Identify the line in which "Could you spot the window" appears, then reproduce that line and all remaining lines of the records word for word.

*** DATA SUPPLIED ***

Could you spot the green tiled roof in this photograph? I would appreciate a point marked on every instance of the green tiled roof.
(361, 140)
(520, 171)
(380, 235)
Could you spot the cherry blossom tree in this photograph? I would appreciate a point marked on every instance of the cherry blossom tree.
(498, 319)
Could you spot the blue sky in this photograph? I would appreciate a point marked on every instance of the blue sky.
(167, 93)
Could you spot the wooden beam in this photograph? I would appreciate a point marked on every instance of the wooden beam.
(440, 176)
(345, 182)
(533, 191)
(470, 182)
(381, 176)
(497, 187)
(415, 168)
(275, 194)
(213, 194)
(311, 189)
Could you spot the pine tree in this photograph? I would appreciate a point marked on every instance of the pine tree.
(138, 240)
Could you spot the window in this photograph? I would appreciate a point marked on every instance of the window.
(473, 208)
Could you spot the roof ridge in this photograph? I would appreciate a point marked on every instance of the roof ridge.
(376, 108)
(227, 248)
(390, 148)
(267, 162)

*** End of DATA SUPPLIED ***

## TASK RESULT
Could you spot the window in this photograph? I would appreciate a point marked on every instance of the window.
(473, 208)
Could you spot the roof ridge in this photograph? I would appreciate a point marked on every instance of the roof ridge.
(376, 108)
(227, 248)
(390, 148)
(267, 162)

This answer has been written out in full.